PAGE —
Kander feeds 2020 speculation as Let America Vote grows

Jason Kander
Jason Kander / Getty Images
August 31, 2017

Failed Missouri Senate candidate Jason Kander announced on Thursday morning that his nonprofit voting rights group Let America Vote would be opening new field offices in five states, including crucial presidential primary states Iowa and New Hampshire.

The group announced in a fundraising email that it would be expanding operations in 2018 with new offices in Tennessee, Georgia, Iowa, New Hampshire, and Nevada, also likely to be an early primary state in the 2020 nominating process.

Kander, who has invited speculation on his presidential ambitions with visits to Iowa and New Hampshire, says his reasons for opening operations in the state have only to do with voter suppression efforts in the targeted states.

"In New Hampshire, Iowa and Georgia, politicians have created new barriers to the ballot box and we think there should be political consequences for eroding voting rights," Kander wrote in an email asking for donations to fund the new offices. "In Nevada, we have a major opportunity to make progress in 2018 by electing more pro-voting legislators."

Kander has been to New Hampshire twice already this summer and is slated to return on Monday for the Amherst Democrats Labor Day Barbecue.

Kander's announcement comes just hours after another Democratic presidential hopeful, California senator Kamala Harris, flanked him from the left by coming out in support of single-payer health care, which won her praise from Sen. Bernie Sanders (I., Vt.).

Kander announced he was for single-payer—a major shift from where he was on health care last year—earlier this month at the liberal Netroots Nation conference.

Kander, who announced his first trip to Iowa less than a month after losing the Missouri Senate race, has used Let America Vote to become involved in elections getting significant national attention, such as Georgia's sixth district special election and the Virginia gubernatorial race, for which the group says it has knocked on 130,000 doors.

RECORD SET —
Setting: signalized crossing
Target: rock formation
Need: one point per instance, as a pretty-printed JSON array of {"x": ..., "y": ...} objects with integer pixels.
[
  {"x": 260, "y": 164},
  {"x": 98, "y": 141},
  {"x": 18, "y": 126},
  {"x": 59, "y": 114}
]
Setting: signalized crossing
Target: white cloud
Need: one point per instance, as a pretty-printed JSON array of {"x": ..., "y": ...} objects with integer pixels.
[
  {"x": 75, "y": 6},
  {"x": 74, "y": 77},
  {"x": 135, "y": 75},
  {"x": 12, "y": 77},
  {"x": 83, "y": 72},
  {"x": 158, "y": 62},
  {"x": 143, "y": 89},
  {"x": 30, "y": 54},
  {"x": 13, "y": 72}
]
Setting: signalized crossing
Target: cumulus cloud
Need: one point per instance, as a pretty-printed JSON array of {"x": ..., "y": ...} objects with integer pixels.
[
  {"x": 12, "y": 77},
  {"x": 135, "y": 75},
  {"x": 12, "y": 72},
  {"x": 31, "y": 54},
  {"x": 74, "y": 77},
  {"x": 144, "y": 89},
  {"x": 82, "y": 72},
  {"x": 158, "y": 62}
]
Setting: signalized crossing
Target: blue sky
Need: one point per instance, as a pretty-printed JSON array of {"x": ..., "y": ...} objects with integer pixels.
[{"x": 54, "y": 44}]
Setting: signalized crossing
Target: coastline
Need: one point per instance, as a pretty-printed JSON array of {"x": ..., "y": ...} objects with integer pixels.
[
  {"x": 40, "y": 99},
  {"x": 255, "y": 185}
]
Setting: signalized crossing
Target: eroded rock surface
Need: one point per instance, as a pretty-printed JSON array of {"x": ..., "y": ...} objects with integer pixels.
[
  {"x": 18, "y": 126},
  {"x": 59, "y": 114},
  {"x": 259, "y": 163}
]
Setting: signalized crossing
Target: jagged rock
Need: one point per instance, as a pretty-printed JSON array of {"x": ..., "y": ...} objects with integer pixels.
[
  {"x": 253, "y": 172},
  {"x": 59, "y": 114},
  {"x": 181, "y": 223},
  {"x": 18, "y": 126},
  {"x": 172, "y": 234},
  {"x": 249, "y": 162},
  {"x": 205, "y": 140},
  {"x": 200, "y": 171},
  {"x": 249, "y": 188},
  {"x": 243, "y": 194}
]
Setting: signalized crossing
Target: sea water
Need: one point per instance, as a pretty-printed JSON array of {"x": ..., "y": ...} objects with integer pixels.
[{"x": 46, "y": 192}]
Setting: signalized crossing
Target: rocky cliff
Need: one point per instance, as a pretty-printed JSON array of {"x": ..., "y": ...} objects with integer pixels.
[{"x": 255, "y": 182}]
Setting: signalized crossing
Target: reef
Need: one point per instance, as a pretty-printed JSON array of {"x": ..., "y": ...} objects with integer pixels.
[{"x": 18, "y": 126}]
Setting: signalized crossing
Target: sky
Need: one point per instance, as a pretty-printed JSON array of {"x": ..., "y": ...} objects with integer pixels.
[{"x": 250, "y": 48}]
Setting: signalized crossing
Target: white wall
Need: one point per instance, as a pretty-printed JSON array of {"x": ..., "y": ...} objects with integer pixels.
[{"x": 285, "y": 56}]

GOAL — Duplicate the passage of the Kander article above word for word, starting with "Failed Missouri Senate" and going on through "the targeted states.".

REPLY —
Failed Missouri Senate candidate Jason Kander announced on Thursday morning that his nonprofit voting rights group Let America Vote would be opening new field offices in five states, including crucial presidential primary states Iowa and New Hampshire.

The group announced in a fundraising email that it would be expanding operations in 2018 with new offices in Tennessee, Georgia, Iowa, New Hampshire, and Nevada, also likely to be an early primary state in the 2020 nominating process.

Kander, who has invited speculation on his presidential ambitions with visits to Iowa and New Hampshire, says his reasons for opening operations in the state have only to do with voter suppression efforts in the targeted states.